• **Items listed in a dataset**
↓↓↓

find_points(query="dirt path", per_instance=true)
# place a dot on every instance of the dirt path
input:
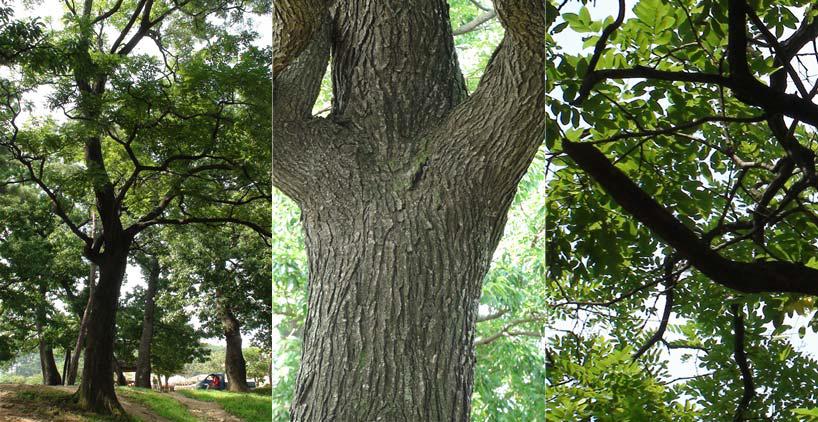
(13, 409)
(205, 411)
(133, 408)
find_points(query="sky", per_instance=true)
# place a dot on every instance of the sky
(572, 42)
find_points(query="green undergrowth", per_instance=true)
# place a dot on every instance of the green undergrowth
(51, 404)
(250, 407)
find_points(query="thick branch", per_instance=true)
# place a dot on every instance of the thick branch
(295, 23)
(758, 276)
(660, 332)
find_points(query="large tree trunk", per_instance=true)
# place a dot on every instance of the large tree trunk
(234, 363)
(404, 191)
(392, 308)
(143, 361)
(96, 390)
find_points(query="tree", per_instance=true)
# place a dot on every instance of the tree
(227, 272)
(403, 191)
(170, 138)
(681, 206)
(174, 343)
(151, 271)
(34, 274)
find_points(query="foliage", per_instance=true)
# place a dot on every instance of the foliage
(607, 273)
(175, 341)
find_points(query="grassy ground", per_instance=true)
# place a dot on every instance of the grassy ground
(249, 407)
(159, 403)
(55, 405)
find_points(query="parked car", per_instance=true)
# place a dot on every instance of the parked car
(210, 380)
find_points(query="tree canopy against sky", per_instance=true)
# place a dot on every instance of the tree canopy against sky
(681, 209)
(403, 190)
(156, 113)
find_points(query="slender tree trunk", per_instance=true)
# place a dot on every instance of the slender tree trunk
(143, 361)
(65, 365)
(83, 329)
(51, 376)
(234, 363)
(120, 376)
(96, 390)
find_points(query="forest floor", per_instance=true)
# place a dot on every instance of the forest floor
(205, 411)
(36, 403)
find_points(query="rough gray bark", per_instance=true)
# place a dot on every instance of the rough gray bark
(96, 391)
(234, 364)
(404, 191)
(143, 360)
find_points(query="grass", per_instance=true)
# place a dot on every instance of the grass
(53, 404)
(247, 406)
(161, 404)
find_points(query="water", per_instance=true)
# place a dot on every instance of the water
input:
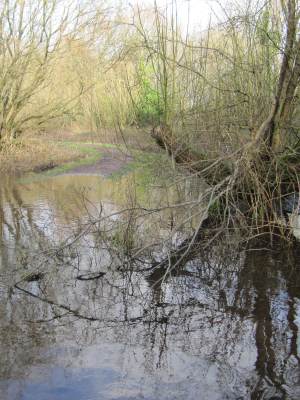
(222, 325)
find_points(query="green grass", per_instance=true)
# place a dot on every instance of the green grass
(89, 154)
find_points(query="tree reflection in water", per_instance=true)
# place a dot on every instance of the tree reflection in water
(222, 324)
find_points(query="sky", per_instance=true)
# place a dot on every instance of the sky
(198, 13)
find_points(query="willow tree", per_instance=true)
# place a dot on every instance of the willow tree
(275, 130)
(31, 32)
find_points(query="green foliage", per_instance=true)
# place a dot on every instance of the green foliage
(149, 107)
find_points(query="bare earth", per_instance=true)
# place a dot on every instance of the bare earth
(111, 161)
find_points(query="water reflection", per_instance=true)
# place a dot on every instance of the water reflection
(223, 324)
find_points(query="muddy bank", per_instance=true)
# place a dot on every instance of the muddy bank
(111, 161)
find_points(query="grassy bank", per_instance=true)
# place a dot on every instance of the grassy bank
(35, 155)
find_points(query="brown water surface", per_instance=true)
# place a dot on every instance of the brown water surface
(78, 322)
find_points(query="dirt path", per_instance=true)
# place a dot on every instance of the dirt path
(111, 161)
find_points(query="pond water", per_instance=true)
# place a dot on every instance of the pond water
(78, 321)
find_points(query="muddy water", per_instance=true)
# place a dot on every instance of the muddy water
(77, 322)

↑↑↑

• **EXERCISE DIRECTIONS**
Leaving the pictures out, write out every entry exactly.

• **RESPONSE AREA**
find_points(query="dirt path", per_instance=true)
# place a dot on every instance of the dirt path
input:
(13, 409)
(205, 411)
(133, 408)
find_points(query="sky", per_instance=true)
# place a dot on every instance of the sky
(572, 42)
find_points(query="green undergrowth", per_instance=true)
# place a dot on every instance of the green undergrowth
(51, 404)
(250, 407)
find_points(query="thick branch", per_instance=true)
# place a dot on every instance of the thick branch
(295, 23)
(758, 276)
(660, 332)
find_points(query="large tree trunk", per_instance=true)
# place a dot on every instance of the large tree trunk
(234, 363)
(404, 191)
(392, 308)
(143, 361)
(96, 390)
find_points(query="tree", per_instance=true)
# place a dot on every instance of the tree
(227, 272)
(403, 191)
(170, 138)
(681, 206)
(174, 343)
(151, 271)
(34, 274)
find_points(query="foliage", per_instance=true)
# place a dot on every instance of the foliage
(607, 273)
(175, 341)
find_points(query="grassy ground", per_instance=true)
# place a dot on every instance of the grassy ground
(249, 407)
(159, 403)
(55, 405)
find_points(query="parked car", per_instance=true)
# place a dot on every instance of the parked car
(210, 380)
find_points(query="tree canopy against sky", per_instance=true)
# place a dot on every instance of the tree canopy against sky
(681, 209)
(403, 190)
(156, 113)
find_points(query="slender tree trunk", per_instance=true)
# place a dot on every instance of the slender tree trunk
(143, 361)
(65, 365)
(83, 329)
(51, 376)
(234, 363)
(120, 376)
(96, 390)
find_points(query="forest floor", per_instance=true)
# place a dot on every instance of the forest floor
(205, 411)
(36, 403)
find_points(query="rough gray bark", per_instance=true)
# place a dot on every instance of the rough gray bark
(96, 391)
(234, 364)
(404, 191)
(143, 360)
find_points(query="grass", per_instance=true)
# place a dot on every instance of the grass
(53, 404)
(247, 406)
(161, 404)
find_points(query="water", per_instance=true)
# place a dot on every instance of the water
input:
(222, 325)
find_points(query="green grass", per_instance=true)
# place a dot on every instance of the green grass
(89, 154)
find_points(query="tree reflection in water", per_instance=true)
# place a dot on every instance of the tree reflection in water
(222, 324)
find_points(query="sky", per_instance=true)
# place a dot on every instance of the sky
(198, 13)
find_points(query="willow tree", per_instance=true)
# place a dot on every instance of the willow tree
(275, 130)
(31, 32)
find_points(query="green foliage", per_instance=true)
# place a dot on every instance of the green foliage
(149, 107)
find_points(query="bare earth", per_instance=true)
# place a dot on every instance of the bare earth
(111, 161)
find_points(query="water reflection", per_instance=true)
# place a dot on every instance of the water reflection
(223, 324)
find_points(query="muddy bank", per_instance=true)
# place a dot on every instance of the muddy bank
(111, 161)
find_points(query="grassy bank", per_instance=true)
# place a dot on every instance of the grassy bank
(35, 155)
find_points(query="brown water surface", per_instance=true)
# place a dot on every instance of the brown water surface
(78, 322)
find_points(query="dirt path", per_instance=true)
# place a dot on every instance of the dirt path
(111, 161)
find_points(query="pond water", per_instance=true)
# place a dot on every instance of the pond water
(78, 321)
find_points(query="muddy water", per_instance=true)
# place a dot on every instance of the muddy water
(77, 322)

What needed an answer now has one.